Excerpted text:
↓↓↓

U.K.-Swiss team uncovers poxvirus immunosuppressing protein mechanisms

By The Science Advisory Board staff writers

July 14, 2022 -- Poxviruses, such as monkeypox and smallpox, infect a host by delivering a package of proteins that directly interferes with the body’s immune system even before it has begun to replicate, using proteins specifically designed to target key components of a host’s immune response.

That's the finding of a new paper, published on July 14 in PLOS Pathogens, by researchers at the University of Birmingham and ETH Zurich who identified these proteins, revealing the molecular mechanisms with the potential for developing antipoxvirus treatments.

"Our current arsenal of pox antiviral agents is limited and only available for emergency use, so new antiviral treatments would be extremely valuable. Our research identifies a highly unusual ability to bring immunosuppressing proteins into the host right at the start of the infection. By understanding what proteins the virus brings and how they work, we can start to investigate how to exploit them for new treatments," said Jason Mercer, PhD, co-lead researcher and professor of virus cell biology at the University of Birmingham, in a statement.

↑↑↑

To do:
#1 Condense the paragraph of the poxvirus article that begins "Our current arsenal of pox antiviral agents" into a short bulleted list, keeping its main facts and who said them.
#2 According to the poxvirus article, in which journal was the new paper published?
#3 Proceed with the poxvirus article, writing on from the end of the quoted statement by Jason Mercer.

Data provided:
↓↓↓

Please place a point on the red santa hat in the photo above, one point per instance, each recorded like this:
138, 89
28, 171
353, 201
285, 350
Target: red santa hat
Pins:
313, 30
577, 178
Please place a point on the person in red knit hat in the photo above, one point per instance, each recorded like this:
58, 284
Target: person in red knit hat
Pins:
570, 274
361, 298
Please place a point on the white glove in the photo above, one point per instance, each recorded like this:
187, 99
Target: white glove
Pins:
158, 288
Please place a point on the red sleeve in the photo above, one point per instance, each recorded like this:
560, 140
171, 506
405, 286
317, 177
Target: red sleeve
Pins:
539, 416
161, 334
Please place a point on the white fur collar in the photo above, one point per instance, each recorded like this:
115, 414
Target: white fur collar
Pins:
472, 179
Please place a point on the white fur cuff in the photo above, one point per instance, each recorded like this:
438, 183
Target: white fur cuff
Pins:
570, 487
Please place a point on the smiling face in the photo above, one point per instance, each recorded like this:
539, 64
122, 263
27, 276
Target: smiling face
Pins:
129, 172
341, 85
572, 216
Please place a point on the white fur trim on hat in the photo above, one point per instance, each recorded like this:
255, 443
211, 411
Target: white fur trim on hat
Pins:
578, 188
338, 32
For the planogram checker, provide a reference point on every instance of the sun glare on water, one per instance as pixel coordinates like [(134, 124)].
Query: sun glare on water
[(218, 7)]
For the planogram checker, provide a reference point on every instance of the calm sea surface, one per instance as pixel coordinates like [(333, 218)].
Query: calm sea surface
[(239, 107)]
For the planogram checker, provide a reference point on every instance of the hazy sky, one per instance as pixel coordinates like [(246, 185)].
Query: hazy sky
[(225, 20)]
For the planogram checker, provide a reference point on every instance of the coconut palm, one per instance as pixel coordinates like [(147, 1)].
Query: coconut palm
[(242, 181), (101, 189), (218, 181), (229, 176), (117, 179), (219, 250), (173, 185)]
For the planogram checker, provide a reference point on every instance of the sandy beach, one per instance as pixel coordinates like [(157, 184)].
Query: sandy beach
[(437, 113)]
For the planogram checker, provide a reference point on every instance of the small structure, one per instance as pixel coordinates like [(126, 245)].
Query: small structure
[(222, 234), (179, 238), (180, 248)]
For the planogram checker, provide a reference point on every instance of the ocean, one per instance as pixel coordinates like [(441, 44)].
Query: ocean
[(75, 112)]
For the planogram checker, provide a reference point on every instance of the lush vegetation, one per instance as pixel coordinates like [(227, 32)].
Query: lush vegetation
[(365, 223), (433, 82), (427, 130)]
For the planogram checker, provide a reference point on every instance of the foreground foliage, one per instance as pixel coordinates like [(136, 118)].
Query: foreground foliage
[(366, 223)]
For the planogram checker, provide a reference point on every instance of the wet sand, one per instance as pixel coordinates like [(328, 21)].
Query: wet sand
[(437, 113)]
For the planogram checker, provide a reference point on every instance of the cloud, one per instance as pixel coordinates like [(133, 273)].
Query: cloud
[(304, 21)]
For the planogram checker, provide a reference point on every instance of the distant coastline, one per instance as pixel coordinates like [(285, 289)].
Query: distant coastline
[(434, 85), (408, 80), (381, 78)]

↑↑↑

Task-by-task outputs:
#1
- Speaker: Jason Mercer, PhD, co-lead researcher and professor of virus cell biology at the University of Birmingham, in a statement.
- Current pox antiviral agents are few and only available for emergency use, so new treatments would be extremely valuable.
- The research identifies a highly unusual ability of the virus to bring immunosuppressing proteins into the host at the very start of infection.
- Understanding which proteins the virus brings and how they work could point to ways of exploiting them for new treatments.

#2 PLOS Pathogens.

#3
Using mass spectrometry-based proteotyping and super-resolution microscopy, the researchers identified and characterized relevant proteins in vaccinia virus (the smallpox vaccine), which is a member of the same virus family as the monkeypox virus and the smallpox virus, variola.

The U.K.-Swiss research team, which identified 15 new proteins within the viral delivery packets called lateral bodies, plan to test the protein mechanisms in animal models to find out how they work individually and together to combat the host immune response.